▸ DOCUMENT TEXT:

__________

As a quick aside, the semantics of volatile all depend on the platform/compiler. On some compilers like MSVC with IA64 architecture, the volatile keyword not only prevents the compiler from re-ordering operations, it also performs each read/write operation with acquire/release semantics, meaning there is a memory-barrier operation in effect. GCC on the other-hand only prevents the compiler from re-ordering operations before/after the read/write to the volatile memory location ... on platforms with weak-memory models, the acquire-release semantics are not maintained like they are with MSVC.

Now on x86, because of its strict-ordering memory model, the presence of memory barriers from the use of the volatile keyword aren't an issue, so the main penalty will simply be the lack of re-ordering and other optimizations that can be performed by the compiler. That being said, it will then depend on what your code looks like. For instance, if you have a tight-loop in your code, and certain volatile-qualified variables are actually loop-invariants, you're not going to get some of the optimizations that the compiler could do if those memory locations were qualified as non-volatile.

OTHER TIPS

The impact depends on the number of local variables and whatever the code does with them. I am sure one could make up an extreme example for a huge impact of volatile (e.g. declaring an array of volatile variables larger than CPU cache).

It seems that in practice no one wants to maintain code in which all variables have to be volatile. That means that the function containing setjmp is probably going to be small, probably containing just the setjmp stuff. In this case, there will be little or no volatile variables, and their "impact" should indeed be small.

__________

▸ PROMPT 1: Name every compiler and processor architecture mentioned in the text on the volatile keyword.

__________

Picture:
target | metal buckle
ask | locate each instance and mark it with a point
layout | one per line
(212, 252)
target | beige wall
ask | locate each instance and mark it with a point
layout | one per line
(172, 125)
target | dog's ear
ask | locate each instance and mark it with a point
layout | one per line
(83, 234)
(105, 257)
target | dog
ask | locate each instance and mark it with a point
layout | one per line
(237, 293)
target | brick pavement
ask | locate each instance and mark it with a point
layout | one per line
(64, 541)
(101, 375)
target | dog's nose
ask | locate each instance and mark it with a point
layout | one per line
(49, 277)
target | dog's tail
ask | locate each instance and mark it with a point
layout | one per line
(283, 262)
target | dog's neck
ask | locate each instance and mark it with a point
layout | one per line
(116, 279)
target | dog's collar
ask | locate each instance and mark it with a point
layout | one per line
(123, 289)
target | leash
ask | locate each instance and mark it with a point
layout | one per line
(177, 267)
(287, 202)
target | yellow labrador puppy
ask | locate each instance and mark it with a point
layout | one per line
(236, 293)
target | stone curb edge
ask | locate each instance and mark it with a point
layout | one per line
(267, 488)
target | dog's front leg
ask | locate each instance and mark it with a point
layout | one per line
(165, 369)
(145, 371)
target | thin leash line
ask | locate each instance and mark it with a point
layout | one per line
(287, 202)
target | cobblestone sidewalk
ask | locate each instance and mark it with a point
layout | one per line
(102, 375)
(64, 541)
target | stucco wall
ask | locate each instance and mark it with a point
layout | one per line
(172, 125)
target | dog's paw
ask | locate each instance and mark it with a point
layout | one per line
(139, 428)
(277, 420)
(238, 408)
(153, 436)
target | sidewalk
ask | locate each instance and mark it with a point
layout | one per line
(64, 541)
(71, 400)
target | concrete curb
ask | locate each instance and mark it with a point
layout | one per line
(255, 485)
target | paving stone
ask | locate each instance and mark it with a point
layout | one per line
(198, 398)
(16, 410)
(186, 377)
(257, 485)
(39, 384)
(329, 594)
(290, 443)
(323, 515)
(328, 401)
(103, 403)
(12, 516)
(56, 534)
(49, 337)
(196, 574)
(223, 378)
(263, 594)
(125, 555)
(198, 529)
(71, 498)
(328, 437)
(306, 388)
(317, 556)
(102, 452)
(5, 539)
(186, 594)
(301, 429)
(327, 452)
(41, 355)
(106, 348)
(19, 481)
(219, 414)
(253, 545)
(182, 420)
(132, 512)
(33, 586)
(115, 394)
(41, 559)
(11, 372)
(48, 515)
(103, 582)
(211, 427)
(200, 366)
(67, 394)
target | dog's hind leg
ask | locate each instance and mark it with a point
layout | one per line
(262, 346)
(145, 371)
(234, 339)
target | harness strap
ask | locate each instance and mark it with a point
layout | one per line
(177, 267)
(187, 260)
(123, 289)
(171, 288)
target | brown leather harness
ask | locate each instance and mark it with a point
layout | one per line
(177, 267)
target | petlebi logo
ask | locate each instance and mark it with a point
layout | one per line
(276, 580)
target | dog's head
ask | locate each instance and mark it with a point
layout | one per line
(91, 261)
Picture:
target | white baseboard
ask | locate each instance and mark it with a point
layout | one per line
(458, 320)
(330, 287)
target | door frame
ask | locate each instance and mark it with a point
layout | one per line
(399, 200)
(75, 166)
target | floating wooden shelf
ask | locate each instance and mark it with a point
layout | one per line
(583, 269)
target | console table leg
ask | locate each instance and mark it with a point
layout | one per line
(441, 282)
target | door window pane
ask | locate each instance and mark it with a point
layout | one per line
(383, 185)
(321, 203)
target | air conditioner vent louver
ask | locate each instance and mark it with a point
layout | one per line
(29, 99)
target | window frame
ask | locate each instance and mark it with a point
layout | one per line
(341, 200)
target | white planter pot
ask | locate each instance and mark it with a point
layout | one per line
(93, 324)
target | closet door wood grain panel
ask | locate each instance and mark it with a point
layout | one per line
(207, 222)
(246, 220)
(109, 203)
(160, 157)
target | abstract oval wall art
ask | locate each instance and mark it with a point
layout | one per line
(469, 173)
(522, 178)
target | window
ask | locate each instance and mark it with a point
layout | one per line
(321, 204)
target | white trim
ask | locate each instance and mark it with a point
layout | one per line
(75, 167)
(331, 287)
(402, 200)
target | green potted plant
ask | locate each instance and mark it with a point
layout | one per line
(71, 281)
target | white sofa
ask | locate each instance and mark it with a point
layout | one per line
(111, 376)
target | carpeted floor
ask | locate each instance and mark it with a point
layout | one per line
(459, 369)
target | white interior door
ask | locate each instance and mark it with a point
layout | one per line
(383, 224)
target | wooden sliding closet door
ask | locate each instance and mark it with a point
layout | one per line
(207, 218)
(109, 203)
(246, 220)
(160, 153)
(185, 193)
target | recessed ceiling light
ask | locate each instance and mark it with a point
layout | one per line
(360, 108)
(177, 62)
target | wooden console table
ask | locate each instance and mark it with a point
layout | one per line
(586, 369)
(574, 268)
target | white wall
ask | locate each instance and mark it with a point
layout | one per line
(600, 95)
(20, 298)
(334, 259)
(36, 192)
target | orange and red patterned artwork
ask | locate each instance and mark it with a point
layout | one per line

__________

▸ PROMPT 2: Scale part of the records: begin at the line that has "target | white wall" and continue through the last line of the records. Write those lines out again, requests included, with each point coordinate in the answers multiplied by 2.45 and rounded to a whole number, halves rounded up.

▸ FINISHED ANSWER 1: MSVC, IA64, GCC, x86

▸ FINISHED ANSWER 2:
target | white wall
ask | locate each instance and mark it with a point
layout | one per line
(1470, 233)
(49, 730)
(818, 635)
(88, 470)
target | orange and red patterned artwork
ask | locate each instance and mark it with a point
layout | one per line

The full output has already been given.